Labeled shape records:

-- start --

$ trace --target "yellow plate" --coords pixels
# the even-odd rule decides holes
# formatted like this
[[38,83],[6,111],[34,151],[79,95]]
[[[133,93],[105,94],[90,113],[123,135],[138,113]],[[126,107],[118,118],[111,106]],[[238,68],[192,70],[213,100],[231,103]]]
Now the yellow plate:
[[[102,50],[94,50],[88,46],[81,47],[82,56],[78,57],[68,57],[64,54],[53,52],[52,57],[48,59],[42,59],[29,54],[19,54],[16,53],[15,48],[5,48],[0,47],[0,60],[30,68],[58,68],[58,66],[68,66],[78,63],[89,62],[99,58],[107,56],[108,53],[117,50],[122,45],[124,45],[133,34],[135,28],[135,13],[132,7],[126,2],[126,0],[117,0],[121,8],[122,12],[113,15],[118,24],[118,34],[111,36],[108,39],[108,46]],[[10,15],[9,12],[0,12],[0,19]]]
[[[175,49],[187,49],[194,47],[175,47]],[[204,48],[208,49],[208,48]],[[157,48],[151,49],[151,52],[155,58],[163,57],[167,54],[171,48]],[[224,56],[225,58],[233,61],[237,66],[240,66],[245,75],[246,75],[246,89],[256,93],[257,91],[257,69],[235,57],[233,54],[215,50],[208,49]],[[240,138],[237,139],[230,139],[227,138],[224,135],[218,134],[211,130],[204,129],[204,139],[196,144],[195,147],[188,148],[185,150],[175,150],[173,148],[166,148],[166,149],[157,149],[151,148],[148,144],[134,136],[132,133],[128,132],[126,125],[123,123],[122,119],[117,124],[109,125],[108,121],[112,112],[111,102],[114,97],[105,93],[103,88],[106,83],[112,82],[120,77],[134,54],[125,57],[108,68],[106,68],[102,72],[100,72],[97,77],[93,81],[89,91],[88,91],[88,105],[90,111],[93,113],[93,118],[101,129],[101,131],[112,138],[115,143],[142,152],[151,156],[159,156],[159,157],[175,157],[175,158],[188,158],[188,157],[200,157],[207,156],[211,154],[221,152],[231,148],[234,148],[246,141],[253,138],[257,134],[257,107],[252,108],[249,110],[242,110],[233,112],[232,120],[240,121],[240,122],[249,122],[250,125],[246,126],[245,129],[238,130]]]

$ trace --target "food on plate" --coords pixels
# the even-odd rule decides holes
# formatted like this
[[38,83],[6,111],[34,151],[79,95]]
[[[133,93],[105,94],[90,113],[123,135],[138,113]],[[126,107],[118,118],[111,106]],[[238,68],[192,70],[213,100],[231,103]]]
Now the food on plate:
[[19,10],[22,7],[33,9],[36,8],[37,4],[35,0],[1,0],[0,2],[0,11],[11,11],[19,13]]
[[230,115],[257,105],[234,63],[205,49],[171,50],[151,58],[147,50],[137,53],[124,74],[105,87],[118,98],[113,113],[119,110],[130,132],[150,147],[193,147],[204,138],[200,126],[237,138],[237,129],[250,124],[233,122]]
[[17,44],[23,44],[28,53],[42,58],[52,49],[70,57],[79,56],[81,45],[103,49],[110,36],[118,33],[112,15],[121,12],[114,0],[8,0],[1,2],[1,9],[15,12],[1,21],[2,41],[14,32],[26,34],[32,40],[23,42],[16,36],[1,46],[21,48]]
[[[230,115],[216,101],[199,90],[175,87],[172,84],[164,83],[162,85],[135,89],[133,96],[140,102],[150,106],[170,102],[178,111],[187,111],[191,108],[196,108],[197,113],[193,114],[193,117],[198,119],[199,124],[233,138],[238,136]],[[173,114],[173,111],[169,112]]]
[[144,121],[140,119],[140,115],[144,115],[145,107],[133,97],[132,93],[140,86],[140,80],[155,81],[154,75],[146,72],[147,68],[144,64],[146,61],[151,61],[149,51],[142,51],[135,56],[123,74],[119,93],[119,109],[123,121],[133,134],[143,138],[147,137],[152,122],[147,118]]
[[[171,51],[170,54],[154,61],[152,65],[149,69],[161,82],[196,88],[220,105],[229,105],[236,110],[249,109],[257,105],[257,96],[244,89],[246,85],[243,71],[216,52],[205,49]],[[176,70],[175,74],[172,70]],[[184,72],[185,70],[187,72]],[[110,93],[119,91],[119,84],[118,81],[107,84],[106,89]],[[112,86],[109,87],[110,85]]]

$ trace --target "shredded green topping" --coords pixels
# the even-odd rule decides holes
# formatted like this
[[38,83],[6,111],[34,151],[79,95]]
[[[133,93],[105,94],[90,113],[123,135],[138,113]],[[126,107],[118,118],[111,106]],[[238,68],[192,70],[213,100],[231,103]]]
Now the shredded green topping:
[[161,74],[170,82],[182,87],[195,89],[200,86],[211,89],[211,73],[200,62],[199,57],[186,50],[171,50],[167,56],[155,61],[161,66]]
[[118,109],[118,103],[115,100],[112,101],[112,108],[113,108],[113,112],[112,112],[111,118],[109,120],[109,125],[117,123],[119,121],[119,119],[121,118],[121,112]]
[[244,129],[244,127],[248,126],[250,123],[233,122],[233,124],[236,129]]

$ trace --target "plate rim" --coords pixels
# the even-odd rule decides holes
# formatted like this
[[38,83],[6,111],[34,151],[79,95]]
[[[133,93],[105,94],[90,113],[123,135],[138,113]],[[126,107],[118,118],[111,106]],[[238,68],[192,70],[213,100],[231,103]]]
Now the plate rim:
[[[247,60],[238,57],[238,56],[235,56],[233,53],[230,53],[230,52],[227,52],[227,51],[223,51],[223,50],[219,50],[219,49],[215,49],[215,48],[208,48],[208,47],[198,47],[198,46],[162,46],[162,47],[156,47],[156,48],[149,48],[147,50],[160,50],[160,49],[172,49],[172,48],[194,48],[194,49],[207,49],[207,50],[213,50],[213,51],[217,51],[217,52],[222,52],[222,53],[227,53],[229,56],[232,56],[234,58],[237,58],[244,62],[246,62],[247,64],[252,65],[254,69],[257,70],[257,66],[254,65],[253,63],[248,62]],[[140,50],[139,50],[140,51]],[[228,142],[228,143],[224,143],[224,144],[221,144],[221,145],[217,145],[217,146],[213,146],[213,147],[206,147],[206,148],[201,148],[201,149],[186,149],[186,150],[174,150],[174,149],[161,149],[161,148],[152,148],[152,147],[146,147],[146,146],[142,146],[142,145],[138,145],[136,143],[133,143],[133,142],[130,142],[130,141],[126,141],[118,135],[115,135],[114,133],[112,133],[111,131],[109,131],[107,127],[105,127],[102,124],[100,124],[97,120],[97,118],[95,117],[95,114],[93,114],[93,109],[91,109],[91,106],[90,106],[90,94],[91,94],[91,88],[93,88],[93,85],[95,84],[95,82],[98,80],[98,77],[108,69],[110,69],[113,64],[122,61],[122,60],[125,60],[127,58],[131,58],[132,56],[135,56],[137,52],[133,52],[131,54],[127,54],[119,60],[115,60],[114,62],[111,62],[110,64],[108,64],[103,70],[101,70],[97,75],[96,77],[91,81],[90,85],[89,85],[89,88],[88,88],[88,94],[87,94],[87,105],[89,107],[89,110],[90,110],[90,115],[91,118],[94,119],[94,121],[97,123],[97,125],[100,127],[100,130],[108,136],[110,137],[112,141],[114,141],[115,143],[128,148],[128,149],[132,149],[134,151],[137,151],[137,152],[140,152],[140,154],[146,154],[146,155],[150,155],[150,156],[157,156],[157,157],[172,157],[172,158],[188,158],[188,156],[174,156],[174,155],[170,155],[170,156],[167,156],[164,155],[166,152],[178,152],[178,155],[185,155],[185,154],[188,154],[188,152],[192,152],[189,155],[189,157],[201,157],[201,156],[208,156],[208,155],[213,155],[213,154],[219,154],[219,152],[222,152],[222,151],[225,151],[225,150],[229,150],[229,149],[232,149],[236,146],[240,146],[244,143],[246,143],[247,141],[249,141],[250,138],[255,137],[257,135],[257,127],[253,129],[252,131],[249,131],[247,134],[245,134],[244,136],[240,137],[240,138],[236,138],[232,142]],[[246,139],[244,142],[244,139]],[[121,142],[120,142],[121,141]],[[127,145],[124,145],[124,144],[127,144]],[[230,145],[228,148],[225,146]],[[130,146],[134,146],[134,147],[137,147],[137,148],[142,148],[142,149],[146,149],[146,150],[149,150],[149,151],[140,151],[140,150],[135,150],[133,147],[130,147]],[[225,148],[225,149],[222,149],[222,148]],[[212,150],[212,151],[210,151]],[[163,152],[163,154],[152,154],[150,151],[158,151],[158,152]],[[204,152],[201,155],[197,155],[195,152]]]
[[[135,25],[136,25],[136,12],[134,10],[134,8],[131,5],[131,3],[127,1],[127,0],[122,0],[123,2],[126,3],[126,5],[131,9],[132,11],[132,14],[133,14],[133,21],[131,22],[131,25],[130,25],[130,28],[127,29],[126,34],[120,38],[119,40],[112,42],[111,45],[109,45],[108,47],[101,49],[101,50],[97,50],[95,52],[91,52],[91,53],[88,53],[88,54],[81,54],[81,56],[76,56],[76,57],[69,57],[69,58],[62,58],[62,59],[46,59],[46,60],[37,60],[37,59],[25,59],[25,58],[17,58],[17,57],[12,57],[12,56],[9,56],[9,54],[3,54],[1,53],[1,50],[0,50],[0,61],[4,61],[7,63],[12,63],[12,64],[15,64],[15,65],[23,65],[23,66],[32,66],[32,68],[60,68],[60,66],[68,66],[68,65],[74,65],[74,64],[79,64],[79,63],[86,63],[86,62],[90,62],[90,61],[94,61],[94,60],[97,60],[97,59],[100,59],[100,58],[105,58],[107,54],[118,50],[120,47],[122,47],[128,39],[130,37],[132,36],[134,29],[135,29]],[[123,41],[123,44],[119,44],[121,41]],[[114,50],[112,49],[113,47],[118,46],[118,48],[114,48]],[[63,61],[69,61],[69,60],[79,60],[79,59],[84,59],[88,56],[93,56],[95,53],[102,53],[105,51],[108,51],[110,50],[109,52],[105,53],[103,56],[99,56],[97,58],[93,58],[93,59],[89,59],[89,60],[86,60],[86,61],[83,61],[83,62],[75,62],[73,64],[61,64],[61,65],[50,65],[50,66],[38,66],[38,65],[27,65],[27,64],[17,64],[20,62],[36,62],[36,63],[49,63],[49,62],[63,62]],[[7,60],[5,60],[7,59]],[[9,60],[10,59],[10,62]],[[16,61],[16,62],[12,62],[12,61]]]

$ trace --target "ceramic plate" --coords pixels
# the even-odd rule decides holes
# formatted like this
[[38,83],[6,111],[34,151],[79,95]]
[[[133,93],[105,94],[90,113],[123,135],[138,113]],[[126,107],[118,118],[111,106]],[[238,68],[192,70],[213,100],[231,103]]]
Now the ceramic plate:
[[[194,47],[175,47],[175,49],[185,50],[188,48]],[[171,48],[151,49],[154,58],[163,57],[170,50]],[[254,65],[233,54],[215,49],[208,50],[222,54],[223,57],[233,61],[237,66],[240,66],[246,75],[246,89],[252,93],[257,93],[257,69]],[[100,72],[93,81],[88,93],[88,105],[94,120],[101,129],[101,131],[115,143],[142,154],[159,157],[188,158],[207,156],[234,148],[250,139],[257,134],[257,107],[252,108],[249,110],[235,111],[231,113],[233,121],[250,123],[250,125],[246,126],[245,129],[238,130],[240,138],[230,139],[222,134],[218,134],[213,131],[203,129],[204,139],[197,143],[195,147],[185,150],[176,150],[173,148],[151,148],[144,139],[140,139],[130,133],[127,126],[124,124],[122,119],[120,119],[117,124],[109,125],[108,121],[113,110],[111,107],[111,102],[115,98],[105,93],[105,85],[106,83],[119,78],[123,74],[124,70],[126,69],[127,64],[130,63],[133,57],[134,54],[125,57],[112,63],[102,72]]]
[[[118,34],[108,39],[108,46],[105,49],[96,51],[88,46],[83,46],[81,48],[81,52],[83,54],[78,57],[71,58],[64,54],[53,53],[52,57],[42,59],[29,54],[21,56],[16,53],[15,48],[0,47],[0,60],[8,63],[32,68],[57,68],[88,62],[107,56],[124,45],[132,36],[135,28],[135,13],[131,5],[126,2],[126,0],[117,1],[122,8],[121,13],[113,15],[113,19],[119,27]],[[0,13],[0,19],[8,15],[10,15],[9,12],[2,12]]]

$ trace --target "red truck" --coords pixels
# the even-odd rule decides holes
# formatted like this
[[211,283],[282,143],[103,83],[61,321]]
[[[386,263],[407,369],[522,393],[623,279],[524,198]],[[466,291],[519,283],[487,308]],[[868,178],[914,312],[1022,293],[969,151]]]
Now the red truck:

-- end --

**WHAT THE TASK REQUIRES**
Copy the part of the records that opens with the first line and closes with the line containing "Now the yellow", both lines included.

**SOLVED EXERCISE**
$ trace --target "yellow plate" --coords pixels
# the even-odd rule decides holes
# formatted like this
[[38,83],[6,111],[34,151],[79,95]]
[[[133,93],[105,94],[90,113],[123,135],[138,113]],[[126,107],[118,118],[111,106]],[[238,68],[192,70],[213,100],[231,103]]]
Now the yellow plate:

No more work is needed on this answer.